[Pointing dataset entries]
===============

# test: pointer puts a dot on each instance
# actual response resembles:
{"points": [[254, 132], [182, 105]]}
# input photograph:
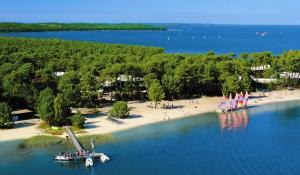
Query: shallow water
{"points": [[193, 38], [264, 140]]}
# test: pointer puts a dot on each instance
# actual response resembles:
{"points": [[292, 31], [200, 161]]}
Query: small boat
{"points": [[64, 158], [89, 161], [103, 158]]}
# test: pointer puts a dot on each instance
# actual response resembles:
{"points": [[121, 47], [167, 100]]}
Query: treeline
{"points": [[43, 27], [28, 80]]}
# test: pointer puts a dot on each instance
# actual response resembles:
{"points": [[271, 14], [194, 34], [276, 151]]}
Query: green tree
{"points": [[45, 105], [170, 84], [78, 120], [61, 110], [89, 87], [119, 110], [231, 85], [156, 92], [68, 85], [5, 115]]}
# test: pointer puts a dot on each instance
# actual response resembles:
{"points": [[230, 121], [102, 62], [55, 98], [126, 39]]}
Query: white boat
{"points": [[103, 158], [63, 158], [89, 162]]}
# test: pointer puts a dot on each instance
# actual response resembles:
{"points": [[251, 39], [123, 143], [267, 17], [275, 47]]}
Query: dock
{"points": [[81, 153], [73, 138]]}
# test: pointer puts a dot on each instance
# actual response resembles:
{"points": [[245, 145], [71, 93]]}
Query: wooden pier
{"points": [[74, 140], [81, 152]]}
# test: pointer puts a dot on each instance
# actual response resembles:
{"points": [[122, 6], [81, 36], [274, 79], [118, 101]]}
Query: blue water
{"points": [[193, 38], [264, 140]]}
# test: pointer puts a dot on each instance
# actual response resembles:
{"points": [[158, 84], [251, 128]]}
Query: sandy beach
{"points": [[143, 113]]}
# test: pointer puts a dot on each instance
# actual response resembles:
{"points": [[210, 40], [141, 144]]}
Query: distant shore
{"points": [[8, 27], [143, 113]]}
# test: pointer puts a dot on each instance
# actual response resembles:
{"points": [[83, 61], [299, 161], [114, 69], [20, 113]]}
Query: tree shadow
{"points": [[23, 125], [90, 125], [99, 114], [116, 121], [257, 97], [133, 116]]}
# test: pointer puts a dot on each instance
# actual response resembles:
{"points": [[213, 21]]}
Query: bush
{"points": [[119, 110], [78, 120], [5, 116]]}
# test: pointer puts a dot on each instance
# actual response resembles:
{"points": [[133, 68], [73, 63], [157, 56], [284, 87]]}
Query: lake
{"points": [[192, 38], [262, 140]]}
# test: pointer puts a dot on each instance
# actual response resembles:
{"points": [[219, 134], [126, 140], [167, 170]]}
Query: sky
{"points": [[282, 12]]}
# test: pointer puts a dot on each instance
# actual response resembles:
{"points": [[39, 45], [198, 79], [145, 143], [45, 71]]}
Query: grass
{"points": [[42, 141], [99, 139], [47, 141], [49, 130]]}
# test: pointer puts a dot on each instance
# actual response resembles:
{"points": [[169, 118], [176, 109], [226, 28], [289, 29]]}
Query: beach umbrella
{"points": [[224, 98], [246, 95], [236, 96]]}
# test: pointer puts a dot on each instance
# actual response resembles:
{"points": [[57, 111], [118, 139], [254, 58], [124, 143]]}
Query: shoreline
{"points": [[142, 114]]}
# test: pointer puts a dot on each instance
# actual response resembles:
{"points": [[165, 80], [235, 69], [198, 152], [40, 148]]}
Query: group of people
{"points": [[231, 104]]}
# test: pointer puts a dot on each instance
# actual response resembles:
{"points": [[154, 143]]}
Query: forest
{"points": [[28, 74], [44, 27]]}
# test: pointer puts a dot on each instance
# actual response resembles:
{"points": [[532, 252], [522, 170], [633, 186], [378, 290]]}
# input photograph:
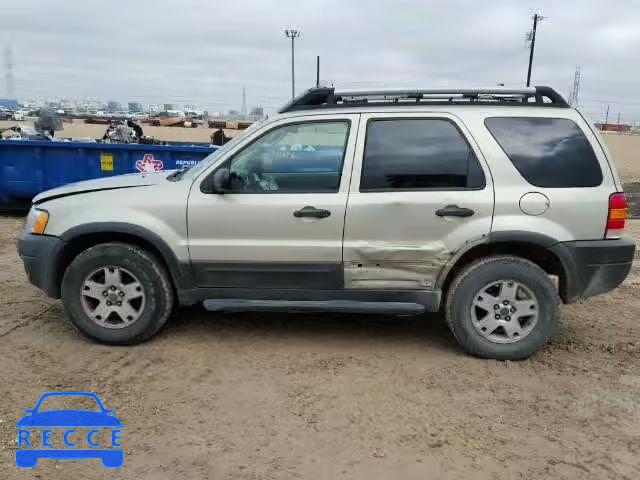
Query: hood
{"points": [[69, 418], [131, 180]]}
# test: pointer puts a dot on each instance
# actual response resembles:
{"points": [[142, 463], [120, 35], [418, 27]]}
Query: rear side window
{"points": [[548, 152], [418, 154]]}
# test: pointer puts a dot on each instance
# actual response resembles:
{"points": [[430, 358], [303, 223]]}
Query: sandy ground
{"points": [[318, 396]]}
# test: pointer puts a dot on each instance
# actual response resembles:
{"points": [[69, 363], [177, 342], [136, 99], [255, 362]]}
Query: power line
{"points": [[243, 111], [292, 33]]}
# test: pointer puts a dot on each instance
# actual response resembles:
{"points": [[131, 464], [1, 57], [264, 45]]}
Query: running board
{"points": [[337, 306]]}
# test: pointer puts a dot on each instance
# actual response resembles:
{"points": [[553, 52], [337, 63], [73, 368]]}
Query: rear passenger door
{"points": [[420, 191]]}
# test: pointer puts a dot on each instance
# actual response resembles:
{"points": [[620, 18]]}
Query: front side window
{"points": [[295, 158], [418, 154], [548, 152]]}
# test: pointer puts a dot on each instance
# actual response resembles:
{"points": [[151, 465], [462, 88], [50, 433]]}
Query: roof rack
{"points": [[328, 97]]}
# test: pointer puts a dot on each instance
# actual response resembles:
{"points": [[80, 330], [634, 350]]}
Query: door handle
{"points": [[454, 211], [312, 212]]}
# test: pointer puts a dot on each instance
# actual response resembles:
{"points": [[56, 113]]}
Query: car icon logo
{"points": [[60, 433]]}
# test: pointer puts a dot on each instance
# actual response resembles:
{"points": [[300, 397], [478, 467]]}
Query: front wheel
{"points": [[502, 307], [117, 293]]}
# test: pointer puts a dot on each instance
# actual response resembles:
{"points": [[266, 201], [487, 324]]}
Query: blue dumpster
{"points": [[28, 167]]}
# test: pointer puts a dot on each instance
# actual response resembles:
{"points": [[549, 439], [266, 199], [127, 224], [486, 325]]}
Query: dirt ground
{"points": [[319, 396]]}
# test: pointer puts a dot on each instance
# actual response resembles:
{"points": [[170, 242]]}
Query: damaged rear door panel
{"points": [[420, 191]]}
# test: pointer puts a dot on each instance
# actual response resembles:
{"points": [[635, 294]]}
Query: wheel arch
{"points": [[81, 237], [535, 247]]}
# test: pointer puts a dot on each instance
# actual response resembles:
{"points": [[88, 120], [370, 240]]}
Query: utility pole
{"points": [[8, 74], [573, 98], [531, 36], [243, 111], [292, 33]]}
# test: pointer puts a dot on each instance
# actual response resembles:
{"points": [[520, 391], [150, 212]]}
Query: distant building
{"points": [[8, 103], [33, 103], [113, 106]]}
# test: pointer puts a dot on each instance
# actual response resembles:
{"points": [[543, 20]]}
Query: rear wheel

===============

## Task objective
Count how many lines of the entries above contain the word "distant". Give only the number.

## Result of the exercise
2